— Doe het volgende —
1. Hoe hoog is volgens de tekst over de excessieve ontslagvergoeding de pseudo-eindheffing op zo'n vergoeding?
2. Geef het vervolg van de tekst over de excessieve ontslagvergoeding, direct na de laatste zin.

Aandelenregeling onderdeel van de excessieve ontslagvergoeding

Een zogenoemde excessieve ontslagvergoeding wordt in Nederland belast met 75% pseudo-eindheffing. Dit betekent dat de werkgever naast de reguliere inhouding van loonheffing, als een soort boete, 75% belasting over het excessieve deel van een ontslagvergoeding moet afdragen aan de Belastingdienst. In een recent arrest van de Hoge Raad (27 november 2020) wordt antwoord gegeven op de vraag of een voorwaardelijk eigendomsrecht op aandelen van de onderneming kan worden beschouwd als aandelenoptie en derhalve buiten de ontslagvergoeding valt. De Hoge Raad oordeelt dat dit niet het geval is, zodat de contanten ontvangen bij de afwikkeling van het recht betrokken dienen te worden in de berekening van de pseudo-eindheffing.

— Aangeleverd materiaal —
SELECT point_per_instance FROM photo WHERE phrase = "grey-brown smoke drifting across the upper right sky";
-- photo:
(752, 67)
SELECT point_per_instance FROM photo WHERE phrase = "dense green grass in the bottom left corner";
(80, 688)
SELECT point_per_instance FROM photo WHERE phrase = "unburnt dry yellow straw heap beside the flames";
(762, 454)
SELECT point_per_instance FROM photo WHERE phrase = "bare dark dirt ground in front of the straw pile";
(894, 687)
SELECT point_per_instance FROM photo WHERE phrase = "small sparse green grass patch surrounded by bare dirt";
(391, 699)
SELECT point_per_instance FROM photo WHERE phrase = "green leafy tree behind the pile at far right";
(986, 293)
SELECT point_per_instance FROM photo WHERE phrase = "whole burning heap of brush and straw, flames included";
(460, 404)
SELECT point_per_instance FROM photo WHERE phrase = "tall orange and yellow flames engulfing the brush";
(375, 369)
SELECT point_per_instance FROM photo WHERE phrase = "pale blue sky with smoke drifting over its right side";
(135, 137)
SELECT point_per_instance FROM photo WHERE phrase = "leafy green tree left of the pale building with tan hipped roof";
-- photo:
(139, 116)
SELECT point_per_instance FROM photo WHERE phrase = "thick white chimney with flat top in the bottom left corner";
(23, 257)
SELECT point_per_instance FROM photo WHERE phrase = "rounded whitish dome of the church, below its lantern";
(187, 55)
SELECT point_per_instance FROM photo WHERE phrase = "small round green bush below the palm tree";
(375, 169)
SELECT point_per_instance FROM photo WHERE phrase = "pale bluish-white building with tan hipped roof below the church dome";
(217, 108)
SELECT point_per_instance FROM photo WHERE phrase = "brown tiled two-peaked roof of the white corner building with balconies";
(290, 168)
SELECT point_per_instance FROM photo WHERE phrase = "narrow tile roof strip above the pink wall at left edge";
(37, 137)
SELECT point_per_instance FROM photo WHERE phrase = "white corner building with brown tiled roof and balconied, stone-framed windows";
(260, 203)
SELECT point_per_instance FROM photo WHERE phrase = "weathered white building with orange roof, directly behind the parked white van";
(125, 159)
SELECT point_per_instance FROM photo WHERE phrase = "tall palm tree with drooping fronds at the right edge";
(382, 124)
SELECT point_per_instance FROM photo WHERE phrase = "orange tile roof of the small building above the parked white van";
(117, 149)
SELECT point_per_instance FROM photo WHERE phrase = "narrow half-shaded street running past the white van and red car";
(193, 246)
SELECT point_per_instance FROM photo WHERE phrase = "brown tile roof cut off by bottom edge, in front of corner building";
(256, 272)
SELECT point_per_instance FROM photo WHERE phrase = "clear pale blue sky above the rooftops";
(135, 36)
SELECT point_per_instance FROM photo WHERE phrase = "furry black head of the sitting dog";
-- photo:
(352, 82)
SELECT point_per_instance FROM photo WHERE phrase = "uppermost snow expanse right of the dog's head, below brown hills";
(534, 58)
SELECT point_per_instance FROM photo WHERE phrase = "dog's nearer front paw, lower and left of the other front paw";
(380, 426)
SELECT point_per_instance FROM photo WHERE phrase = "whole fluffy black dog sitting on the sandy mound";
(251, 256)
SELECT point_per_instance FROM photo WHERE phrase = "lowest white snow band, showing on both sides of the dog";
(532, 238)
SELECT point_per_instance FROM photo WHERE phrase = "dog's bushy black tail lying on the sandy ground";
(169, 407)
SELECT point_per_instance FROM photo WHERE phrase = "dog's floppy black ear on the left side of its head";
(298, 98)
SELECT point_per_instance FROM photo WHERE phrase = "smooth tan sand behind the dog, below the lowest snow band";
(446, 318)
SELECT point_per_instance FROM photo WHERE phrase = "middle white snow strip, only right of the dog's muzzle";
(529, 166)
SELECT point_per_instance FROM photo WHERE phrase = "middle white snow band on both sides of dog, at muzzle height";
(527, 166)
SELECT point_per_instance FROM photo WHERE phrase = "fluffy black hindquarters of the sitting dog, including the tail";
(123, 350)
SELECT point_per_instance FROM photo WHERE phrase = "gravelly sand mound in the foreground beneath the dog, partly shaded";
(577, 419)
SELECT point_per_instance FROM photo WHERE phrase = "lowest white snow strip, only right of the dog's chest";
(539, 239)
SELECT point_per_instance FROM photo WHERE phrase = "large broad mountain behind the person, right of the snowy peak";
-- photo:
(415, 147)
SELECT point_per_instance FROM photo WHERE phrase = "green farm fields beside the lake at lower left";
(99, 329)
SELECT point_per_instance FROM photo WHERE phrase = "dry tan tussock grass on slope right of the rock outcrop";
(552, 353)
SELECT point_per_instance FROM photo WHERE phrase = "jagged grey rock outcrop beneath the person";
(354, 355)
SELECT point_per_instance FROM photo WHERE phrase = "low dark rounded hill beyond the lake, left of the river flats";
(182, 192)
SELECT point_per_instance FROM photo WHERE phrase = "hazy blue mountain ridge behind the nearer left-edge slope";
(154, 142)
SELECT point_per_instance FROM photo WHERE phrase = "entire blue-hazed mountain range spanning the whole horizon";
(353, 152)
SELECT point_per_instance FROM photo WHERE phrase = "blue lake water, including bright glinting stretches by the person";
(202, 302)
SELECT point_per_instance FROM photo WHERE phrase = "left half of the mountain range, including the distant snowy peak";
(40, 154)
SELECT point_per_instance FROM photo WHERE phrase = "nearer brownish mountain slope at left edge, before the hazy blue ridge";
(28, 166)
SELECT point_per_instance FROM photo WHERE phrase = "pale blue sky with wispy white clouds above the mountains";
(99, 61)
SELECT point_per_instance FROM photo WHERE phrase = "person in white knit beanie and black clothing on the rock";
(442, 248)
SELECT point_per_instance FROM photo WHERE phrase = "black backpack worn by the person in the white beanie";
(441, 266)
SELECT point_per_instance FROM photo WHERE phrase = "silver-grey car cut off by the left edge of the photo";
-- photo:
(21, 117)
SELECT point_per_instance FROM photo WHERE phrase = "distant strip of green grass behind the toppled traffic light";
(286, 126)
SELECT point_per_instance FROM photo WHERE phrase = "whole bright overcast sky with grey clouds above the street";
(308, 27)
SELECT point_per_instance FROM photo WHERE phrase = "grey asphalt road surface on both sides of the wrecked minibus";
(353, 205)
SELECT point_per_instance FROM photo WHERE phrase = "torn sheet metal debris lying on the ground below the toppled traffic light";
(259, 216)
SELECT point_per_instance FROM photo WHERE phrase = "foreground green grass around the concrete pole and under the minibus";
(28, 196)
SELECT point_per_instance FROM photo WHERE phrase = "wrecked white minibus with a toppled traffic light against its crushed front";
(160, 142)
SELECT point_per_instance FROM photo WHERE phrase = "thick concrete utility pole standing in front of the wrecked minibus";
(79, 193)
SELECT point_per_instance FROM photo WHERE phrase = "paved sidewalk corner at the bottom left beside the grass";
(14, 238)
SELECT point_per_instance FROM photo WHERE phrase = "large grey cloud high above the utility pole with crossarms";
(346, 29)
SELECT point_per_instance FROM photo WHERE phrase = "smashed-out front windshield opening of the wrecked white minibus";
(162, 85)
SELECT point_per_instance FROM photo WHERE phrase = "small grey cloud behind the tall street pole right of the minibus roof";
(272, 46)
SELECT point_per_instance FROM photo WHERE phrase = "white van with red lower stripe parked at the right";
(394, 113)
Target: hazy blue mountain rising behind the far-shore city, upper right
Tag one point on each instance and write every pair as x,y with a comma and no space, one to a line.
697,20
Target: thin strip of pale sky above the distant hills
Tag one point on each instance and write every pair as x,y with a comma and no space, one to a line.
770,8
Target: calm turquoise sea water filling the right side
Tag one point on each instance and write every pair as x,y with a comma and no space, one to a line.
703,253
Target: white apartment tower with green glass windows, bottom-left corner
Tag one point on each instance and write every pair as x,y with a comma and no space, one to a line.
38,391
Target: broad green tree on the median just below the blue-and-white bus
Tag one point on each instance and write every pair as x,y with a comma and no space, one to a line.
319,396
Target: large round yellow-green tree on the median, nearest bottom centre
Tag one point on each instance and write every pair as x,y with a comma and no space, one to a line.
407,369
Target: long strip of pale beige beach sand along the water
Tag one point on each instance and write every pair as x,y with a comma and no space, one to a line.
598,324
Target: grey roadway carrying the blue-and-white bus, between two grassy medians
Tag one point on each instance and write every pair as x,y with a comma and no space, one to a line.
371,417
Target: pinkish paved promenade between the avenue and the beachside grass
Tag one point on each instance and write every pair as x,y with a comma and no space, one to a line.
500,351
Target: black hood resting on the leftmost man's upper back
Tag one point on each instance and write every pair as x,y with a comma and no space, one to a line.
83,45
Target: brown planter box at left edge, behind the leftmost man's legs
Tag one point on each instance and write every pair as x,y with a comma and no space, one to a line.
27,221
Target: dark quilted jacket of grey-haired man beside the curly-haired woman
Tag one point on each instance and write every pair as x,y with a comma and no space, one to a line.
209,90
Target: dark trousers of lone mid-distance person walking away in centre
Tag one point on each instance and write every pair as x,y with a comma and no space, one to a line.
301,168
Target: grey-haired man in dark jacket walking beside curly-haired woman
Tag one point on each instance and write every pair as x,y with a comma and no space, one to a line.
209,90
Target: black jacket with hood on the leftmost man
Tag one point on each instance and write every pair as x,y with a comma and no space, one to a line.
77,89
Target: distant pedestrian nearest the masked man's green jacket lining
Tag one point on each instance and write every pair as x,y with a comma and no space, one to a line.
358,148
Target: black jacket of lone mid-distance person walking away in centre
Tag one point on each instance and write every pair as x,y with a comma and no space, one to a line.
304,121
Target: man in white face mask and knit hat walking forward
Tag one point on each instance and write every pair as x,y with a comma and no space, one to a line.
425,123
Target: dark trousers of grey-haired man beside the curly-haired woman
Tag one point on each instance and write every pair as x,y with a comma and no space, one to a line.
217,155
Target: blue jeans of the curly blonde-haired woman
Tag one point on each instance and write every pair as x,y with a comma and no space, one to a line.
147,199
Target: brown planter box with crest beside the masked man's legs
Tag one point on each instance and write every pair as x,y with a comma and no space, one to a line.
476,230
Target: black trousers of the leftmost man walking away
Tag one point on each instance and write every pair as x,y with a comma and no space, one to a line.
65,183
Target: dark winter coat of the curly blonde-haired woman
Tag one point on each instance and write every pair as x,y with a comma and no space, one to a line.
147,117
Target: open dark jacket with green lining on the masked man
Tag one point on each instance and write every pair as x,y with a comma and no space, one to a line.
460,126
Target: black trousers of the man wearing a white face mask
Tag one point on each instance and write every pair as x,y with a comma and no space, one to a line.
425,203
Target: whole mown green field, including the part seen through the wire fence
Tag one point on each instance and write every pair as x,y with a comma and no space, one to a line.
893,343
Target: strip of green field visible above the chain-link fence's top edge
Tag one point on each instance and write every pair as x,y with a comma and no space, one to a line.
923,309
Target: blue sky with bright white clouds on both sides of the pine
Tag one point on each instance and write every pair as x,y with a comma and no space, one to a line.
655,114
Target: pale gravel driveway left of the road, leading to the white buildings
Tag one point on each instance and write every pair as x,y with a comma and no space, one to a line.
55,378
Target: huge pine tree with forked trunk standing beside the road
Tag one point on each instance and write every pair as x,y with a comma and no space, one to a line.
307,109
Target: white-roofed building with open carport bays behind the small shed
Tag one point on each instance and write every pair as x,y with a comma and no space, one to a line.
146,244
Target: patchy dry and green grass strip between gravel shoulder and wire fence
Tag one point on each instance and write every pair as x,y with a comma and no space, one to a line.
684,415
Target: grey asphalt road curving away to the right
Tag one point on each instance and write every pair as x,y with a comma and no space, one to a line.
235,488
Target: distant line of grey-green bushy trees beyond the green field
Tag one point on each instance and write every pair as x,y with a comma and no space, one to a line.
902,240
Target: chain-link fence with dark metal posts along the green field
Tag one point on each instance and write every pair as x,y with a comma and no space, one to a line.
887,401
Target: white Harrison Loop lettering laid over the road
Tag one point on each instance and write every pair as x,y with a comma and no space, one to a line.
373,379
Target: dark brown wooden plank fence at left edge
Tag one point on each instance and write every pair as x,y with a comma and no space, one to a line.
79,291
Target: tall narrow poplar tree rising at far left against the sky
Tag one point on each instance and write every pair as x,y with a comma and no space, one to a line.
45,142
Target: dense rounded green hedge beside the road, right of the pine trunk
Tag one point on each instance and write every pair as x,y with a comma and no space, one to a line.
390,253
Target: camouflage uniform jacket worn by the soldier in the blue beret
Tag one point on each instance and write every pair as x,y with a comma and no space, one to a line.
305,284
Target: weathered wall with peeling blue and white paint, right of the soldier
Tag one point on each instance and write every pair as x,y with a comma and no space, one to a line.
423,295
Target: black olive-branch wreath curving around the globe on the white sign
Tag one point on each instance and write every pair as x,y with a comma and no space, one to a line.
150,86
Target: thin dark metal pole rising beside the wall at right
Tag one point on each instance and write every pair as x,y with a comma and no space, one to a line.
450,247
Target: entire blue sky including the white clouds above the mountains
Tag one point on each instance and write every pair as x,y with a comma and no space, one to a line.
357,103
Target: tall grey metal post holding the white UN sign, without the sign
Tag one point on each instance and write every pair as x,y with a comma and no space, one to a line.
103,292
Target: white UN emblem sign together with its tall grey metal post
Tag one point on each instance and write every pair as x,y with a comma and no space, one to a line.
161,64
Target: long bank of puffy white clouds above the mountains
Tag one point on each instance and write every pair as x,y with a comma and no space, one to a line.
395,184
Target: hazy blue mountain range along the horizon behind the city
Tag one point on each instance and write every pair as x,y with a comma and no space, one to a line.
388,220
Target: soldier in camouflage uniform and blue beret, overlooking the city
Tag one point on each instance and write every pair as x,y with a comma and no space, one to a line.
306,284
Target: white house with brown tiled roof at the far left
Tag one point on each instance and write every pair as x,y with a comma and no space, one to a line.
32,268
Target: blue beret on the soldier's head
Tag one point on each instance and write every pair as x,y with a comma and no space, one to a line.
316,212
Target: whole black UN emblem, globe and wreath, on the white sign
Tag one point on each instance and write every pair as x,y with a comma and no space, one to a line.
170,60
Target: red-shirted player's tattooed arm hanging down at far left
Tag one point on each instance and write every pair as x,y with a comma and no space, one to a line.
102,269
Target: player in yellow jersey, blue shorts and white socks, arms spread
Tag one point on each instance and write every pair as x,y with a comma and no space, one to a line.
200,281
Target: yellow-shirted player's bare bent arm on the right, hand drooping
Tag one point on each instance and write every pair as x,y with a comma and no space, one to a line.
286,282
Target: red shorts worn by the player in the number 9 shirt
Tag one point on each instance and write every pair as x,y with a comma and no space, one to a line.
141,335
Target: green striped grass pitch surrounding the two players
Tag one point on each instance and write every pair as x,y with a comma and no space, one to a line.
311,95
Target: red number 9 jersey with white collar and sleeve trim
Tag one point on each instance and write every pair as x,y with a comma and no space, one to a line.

— Resultaten per opdracht —
1. 75%.

2.
Excessieve ontslagvergoeding: hoe zit het ook alweer?

Werkgevers die de dienstbetrekking beëindigen met een werknemer met een zogeheten toetsloon van meer dan € 559.000 (2020) krijgen mogelijk te maken met artikel 32bb Wet op de loonbelasting 1964 waarin de heffing over de excessieve ontslagvergoeding wordt geregeld. Ontvangt de werknemer een beëindigingsvergoeding die als excessief wordt aangemerkt, dan is het excessieve gedeelte van de vergoeding grondslag voor 75% pseudo-eindheffing. Het komt geregeld voor dat de vertrekkende werknemer in het verleden een voorwaardelijk recht op aandelen heeft toegekend gekregen. De vraag is of dit recht in de berekening onderdeel uitmaakt van de ontslagvergoeding.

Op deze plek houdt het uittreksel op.